# Exercise
Can you lay out every line of the records below as a Markdown table with the columns Index and Text, numbering each row and leaving out blank lines?

[start Exercise inputs]

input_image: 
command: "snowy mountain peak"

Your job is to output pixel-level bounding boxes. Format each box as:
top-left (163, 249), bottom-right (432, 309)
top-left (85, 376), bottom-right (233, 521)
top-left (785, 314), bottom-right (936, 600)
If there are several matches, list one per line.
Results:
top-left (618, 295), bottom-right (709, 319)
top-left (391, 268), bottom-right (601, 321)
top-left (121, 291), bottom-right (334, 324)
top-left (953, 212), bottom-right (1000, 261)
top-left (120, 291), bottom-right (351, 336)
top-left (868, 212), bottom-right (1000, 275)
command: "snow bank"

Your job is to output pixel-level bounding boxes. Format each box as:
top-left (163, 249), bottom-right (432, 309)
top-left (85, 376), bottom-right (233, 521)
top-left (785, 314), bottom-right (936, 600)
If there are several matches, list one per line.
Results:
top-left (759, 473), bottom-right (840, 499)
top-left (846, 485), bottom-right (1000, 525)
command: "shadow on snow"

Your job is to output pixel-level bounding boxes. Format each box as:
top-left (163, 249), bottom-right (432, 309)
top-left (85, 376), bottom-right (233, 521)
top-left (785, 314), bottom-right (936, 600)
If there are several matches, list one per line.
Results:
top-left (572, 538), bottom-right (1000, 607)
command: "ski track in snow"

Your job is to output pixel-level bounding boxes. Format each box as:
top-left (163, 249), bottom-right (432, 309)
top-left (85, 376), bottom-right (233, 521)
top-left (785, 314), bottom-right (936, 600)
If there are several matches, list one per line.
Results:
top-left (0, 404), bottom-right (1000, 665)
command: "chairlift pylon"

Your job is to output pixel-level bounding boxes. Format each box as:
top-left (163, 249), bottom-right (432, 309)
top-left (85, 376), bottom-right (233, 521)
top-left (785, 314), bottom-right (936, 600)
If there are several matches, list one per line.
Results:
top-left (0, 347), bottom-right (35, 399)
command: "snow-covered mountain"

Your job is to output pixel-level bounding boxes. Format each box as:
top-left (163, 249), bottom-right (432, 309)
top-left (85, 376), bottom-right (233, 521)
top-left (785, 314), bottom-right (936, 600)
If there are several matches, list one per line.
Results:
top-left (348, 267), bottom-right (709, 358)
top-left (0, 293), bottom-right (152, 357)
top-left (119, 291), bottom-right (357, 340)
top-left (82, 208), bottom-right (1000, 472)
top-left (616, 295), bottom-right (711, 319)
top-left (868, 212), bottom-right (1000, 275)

[end Exercise inputs]

# Reply to the exercise
| Index | Text |
|---|---|
| 1 | input_image:  |
| 2 | command: "snowy mountain peak" |
| 3 | Your job is to output pixel-level bounding boxes. Format each box as: |
| 4 | top-left (163, 249), bottom-right (432, 309) |
| 5 | top-left (85, 376), bottom-right (233, 521) |
| 6 | top-left (785, 314), bottom-right (936, 600) |
| 7 | If there are several matches, list one per line. |
| 8 | Results: |
| 9 | top-left (618, 295), bottom-right (709, 319) |
| 10 | top-left (391, 268), bottom-right (601, 321) |
| 11 | top-left (121, 291), bottom-right (334, 324) |
| 12 | top-left (953, 212), bottom-right (1000, 261) |
| 13 | top-left (120, 291), bottom-right (351, 336) |
| 14 | top-left (868, 212), bottom-right (1000, 275) |
| 15 | command: "snow bank" |
| 16 | Your job is to output pixel-level bounding boxes. Format each box as: |
| 17 | top-left (163, 249), bottom-right (432, 309) |
| 18 | top-left (85, 376), bottom-right (233, 521) |
| 19 | top-left (785, 314), bottom-right (936, 600) |
| 20 | If there are several matches, list one per line. |
| 21 | Results: |
| 22 | top-left (759, 473), bottom-right (840, 499) |
| 23 | top-left (846, 485), bottom-right (1000, 525) |
| 24 | command: "shadow on snow" |
| 25 | Your job is to output pixel-level bounding boxes. Format each box as: |
| 26 | top-left (163, 249), bottom-right (432, 309) |
| 27 | top-left (85, 376), bottom-right (233, 521) |
| 28 | top-left (785, 314), bottom-right (936, 600) |
| 29 | If there are several matches, list one per line. |
| 30 | Results: |
| 31 | top-left (572, 538), bottom-right (1000, 607) |
| 32 | command: "ski track in snow" |
| 33 | Your job is to output pixel-level bounding boxes. Format each box as: |
| 34 | top-left (163, 249), bottom-right (432, 309) |
| 35 | top-left (85, 376), bottom-right (233, 521) |
| 36 | top-left (785, 314), bottom-right (936, 600) |
| 37 | If there are several matches, list one per line. |
| 38 | Results: |
| 39 | top-left (0, 404), bottom-right (1000, 665) |
| 40 | command: "chairlift pylon" |
| 41 | Your job is to output pixel-level bounding boxes. Format each box as: |
| 42 | top-left (163, 249), bottom-right (432, 309) |
| 43 | top-left (85, 376), bottom-right (233, 521) |
| 44 | top-left (785, 314), bottom-right (936, 600) |
| 45 | If there are several matches, list one per line. |
| 46 | Results: |
| 47 | top-left (0, 347), bottom-right (35, 399) |
| 48 | command: "snow-covered mountain" |
| 49 | Your job is to output pixel-level bounding boxes. Format each box as: |
| 50 | top-left (163, 249), bottom-right (432, 309) |
| 51 | top-left (85, 376), bottom-right (233, 521) |
| 52 | top-left (785, 314), bottom-right (936, 600) |
| 53 | If there are several matches, list one per line. |
| 54 | Results: |
| 55 | top-left (348, 267), bottom-right (709, 358) |
| 56 | top-left (0, 293), bottom-right (152, 357) |
| 57 | top-left (119, 291), bottom-right (357, 340) |
| 58 | top-left (82, 208), bottom-right (1000, 472) |
| 59 | top-left (616, 295), bottom-right (711, 319) |
| 60 | top-left (868, 212), bottom-right (1000, 275) |